> **EXERCISE DETAILS**
Within the listing below, how many lines contain the word "every"? Answer with the number only.

> **PROVIDED INFORMATION**
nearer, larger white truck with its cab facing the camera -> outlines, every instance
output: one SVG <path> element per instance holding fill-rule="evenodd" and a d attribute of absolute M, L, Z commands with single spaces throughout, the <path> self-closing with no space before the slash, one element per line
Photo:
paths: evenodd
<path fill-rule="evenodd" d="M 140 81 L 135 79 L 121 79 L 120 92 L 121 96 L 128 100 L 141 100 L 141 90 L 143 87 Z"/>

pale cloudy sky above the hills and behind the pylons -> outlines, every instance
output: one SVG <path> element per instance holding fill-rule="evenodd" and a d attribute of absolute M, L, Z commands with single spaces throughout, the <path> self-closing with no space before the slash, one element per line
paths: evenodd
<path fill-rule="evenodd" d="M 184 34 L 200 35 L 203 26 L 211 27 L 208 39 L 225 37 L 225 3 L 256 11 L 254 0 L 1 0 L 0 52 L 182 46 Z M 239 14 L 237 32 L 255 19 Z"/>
--
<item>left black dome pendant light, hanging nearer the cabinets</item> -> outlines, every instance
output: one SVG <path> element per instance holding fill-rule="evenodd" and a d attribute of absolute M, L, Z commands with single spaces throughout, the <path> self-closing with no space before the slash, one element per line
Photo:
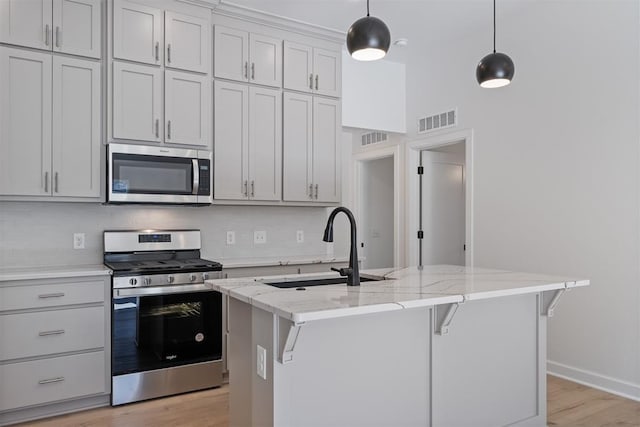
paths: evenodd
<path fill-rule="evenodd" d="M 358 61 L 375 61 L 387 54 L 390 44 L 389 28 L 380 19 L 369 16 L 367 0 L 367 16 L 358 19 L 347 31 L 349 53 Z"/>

> **ANSWER TO THIS PROBLEM**
3